Dataset excerpts:
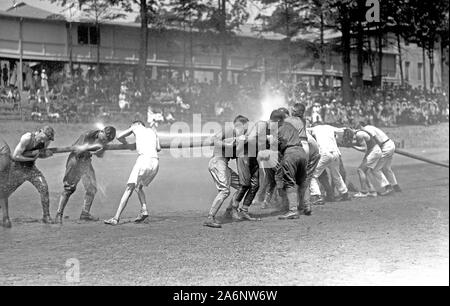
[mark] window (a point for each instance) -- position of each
(419, 71)
(87, 35)
(407, 65)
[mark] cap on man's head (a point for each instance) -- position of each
(110, 133)
(298, 110)
(285, 111)
(49, 132)
(277, 116)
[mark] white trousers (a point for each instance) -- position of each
(328, 161)
(385, 162)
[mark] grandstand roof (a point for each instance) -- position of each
(22, 9)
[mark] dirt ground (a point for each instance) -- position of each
(398, 240)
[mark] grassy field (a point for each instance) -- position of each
(402, 239)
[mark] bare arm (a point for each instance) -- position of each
(158, 144)
(360, 144)
(18, 154)
(121, 137)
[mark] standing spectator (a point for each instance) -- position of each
(34, 86)
(13, 78)
(44, 82)
(5, 75)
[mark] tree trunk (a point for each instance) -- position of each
(380, 56)
(224, 63)
(143, 45)
(97, 27)
(70, 46)
(191, 53)
(322, 49)
(431, 59)
(371, 58)
(360, 45)
(288, 38)
(424, 73)
(400, 59)
(346, 60)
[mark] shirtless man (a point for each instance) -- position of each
(32, 146)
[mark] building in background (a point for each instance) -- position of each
(32, 38)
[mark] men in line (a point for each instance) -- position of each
(293, 163)
(32, 145)
(248, 166)
(224, 177)
(144, 171)
(372, 155)
(5, 163)
(325, 136)
(387, 147)
(79, 167)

Task description:
Skip the pictures and give the entries above again word for word.

Response to this exercise:
[mark] window (a point for each instance) -- position of each
(419, 71)
(87, 35)
(407, 65)
[mark] cap on man's head (a point for each instance) -- position of each
(110, 133)
(298, 110)
(285, 111)
(49, 132)
(277, 116)
[mark] white trousers (a point for each instance) -- position of each
(328, 161)
(385, 162)
[mark] grandstand roof (a point for each instance) -- position of each
(22, 9)
[mark] dirt ground (a point for each instance) -- position of each
(398, 240)
[mark] grassy field (a point for each instance) -- position of each
(402, 239)
[mark] bare arm (a point for each instance) -- position of each
(158, 144)
(360, 144)
(18, 154)
(121, 137)
[mark] standing spectator (a point for each instance) -- position of each
(34, 86)
(13, 78)
(44, 82)
(5, 75)
[mark] tree trunk (a point for each instance) -- position of each
(380, 56)
(224, 63)
(143, 45)
(97, 27)
(70, 46)
(191, 53)
(322, 49)
(431, 59)
(371, 58)
(360, 45)
(288, 38)
(424, 73)
(400, 59)
(346, 60)
[mark] shirtless man (a point for each instance) -- position of each
(32, 146)
[mark] building in background (a point for each instance) -- position of each
(32, 38)
[mark] men in line (a point for each instance) -- position of each
(293, 163)
(32, 145)
(248, 166)
(224, 177)
(144, 171)
(372, 155)
(5, 163)
(325, 136)
(387, 147)
(79, 167)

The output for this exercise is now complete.